━━━ INFORMATION GIVEN ━━━

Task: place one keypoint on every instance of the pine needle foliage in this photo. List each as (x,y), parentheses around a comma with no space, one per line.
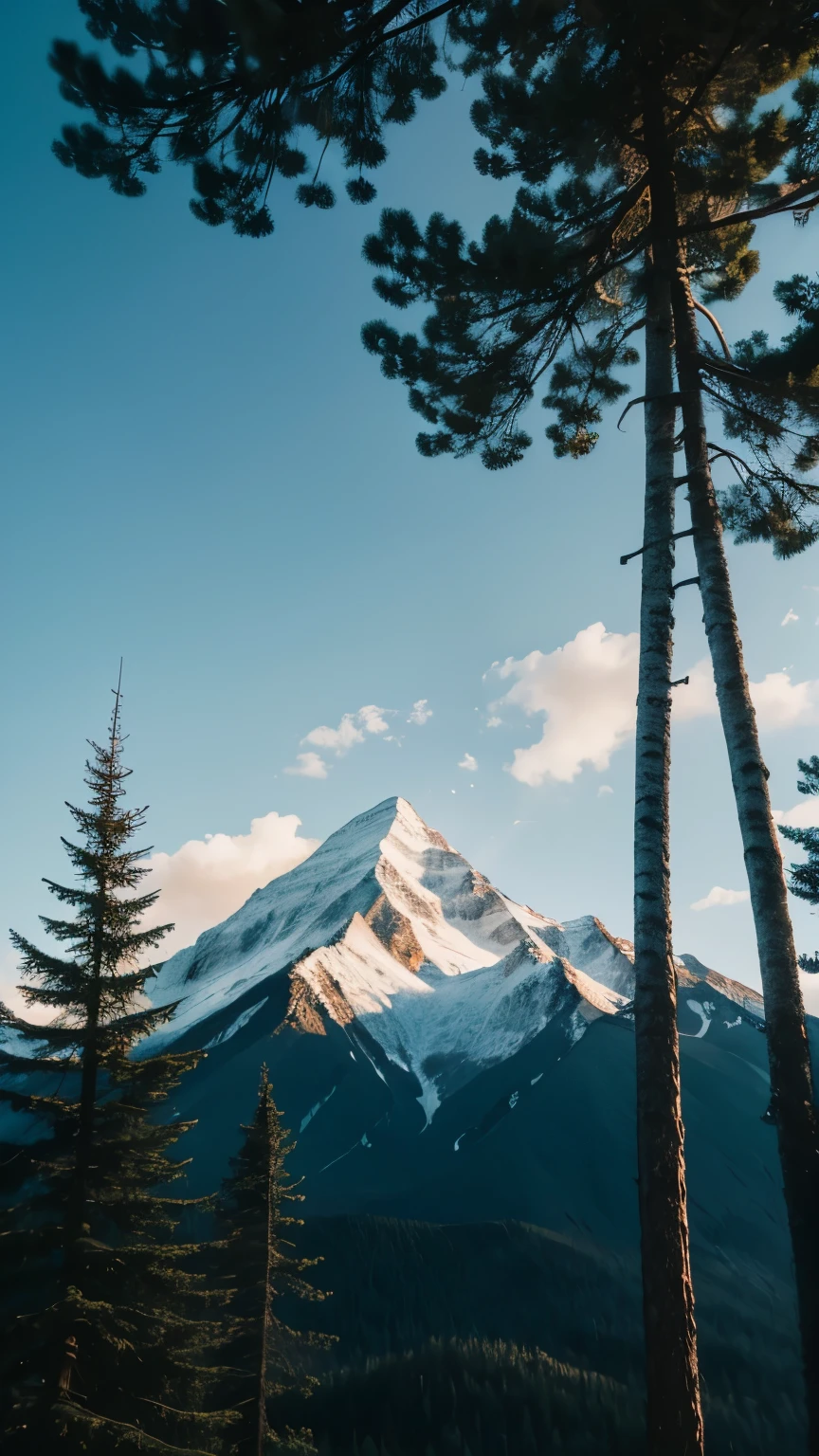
(551,299)
(232,87)
(261,1268)
(103,1342)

━━━

Update the records by replacing "pine needle foliage" with "conifer foliage" and leaving everything else unchanged. Omit the pictures from your answer.

Task: place one keypoint on every instance of the conifer foliage in this photo. List each as (x,y), parentheses around a comma with no space, one per line.
(551,299)
(232,87)
(261,1268)
(103,1342)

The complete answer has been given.